WHAT THIS TASK INVOLVES ::
Starting from the line containing "TARGET: person in black raincoat", write out the rest of the entries exactly, through the final line, including nothing else.

═════ DATASET EXCERPTS ═════

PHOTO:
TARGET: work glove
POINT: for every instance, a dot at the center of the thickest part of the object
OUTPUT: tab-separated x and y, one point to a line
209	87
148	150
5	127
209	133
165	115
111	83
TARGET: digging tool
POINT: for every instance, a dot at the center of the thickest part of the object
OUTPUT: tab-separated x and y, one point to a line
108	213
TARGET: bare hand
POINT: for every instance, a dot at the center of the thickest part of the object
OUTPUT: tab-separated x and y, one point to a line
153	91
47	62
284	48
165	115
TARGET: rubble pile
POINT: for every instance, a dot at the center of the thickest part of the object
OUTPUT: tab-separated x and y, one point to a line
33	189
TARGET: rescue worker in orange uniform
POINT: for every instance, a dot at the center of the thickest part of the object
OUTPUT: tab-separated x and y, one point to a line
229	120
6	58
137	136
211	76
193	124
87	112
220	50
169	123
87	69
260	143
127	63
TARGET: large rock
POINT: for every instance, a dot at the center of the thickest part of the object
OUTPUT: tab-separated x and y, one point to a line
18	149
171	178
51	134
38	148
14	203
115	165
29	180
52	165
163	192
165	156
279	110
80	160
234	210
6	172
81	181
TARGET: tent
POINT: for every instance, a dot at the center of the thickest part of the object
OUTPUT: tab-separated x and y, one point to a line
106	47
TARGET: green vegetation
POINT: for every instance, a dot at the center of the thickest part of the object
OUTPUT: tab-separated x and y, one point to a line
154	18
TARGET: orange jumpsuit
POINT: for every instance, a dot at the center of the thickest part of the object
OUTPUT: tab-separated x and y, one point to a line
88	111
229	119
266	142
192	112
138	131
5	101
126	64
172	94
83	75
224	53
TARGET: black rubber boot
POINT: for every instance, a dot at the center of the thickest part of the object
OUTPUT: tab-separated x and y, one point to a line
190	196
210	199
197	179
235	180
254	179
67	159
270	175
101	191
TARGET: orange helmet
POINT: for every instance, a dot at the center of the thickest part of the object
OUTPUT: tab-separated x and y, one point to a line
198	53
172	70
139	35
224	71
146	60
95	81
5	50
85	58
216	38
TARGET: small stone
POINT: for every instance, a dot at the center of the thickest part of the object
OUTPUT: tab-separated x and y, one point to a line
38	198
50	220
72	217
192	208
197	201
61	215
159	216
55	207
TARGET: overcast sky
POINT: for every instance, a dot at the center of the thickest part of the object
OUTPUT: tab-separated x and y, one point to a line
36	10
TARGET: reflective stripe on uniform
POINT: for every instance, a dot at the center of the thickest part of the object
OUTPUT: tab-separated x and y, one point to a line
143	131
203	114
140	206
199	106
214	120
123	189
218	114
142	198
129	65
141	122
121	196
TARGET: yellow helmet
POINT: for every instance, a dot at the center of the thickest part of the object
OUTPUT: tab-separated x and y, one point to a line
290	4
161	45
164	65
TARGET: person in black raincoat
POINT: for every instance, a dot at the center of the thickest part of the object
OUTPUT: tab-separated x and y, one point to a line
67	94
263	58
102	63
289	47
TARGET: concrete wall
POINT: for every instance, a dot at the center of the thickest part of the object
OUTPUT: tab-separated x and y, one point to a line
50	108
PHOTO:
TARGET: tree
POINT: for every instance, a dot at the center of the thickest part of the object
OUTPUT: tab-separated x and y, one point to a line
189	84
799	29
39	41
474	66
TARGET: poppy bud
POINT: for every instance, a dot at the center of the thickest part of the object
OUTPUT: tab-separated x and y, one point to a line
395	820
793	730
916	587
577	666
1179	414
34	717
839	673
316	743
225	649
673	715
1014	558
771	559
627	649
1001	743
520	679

═════

SOLUTION TO THIS EXERCISE ::
TARGET: person in black raincoat
POINT: for every instance, a dot at the center of the thickest part of the object
OUTPUT: tab-separated x and y, one point to a line
67	94
263	58
102	63
289	47
TARGET: concrete wall
POINT: for every instance, a dot at the center of the thickest part of the object
OUTPUT: tab-separated x and y, one point to a line
50	108
PHOTO:
TARGET: tree
POINT: for every instance, a dot at the center of the thickest part of the object
OUTPUT: tab-separated x and y, one point to a line
189	84
799	29
39	41
474	66
TARGET: poppy bud
POINT: for every instance, a dot at the center of the thickest part of the object
OUTPUT: tab-separated x and y, one point to a line
395	820
793	730
916	587
577	666
1179	414
34	717
839	673
316	743
225	649
673	715
1014	558
771	559
627	649
1001	743
520	679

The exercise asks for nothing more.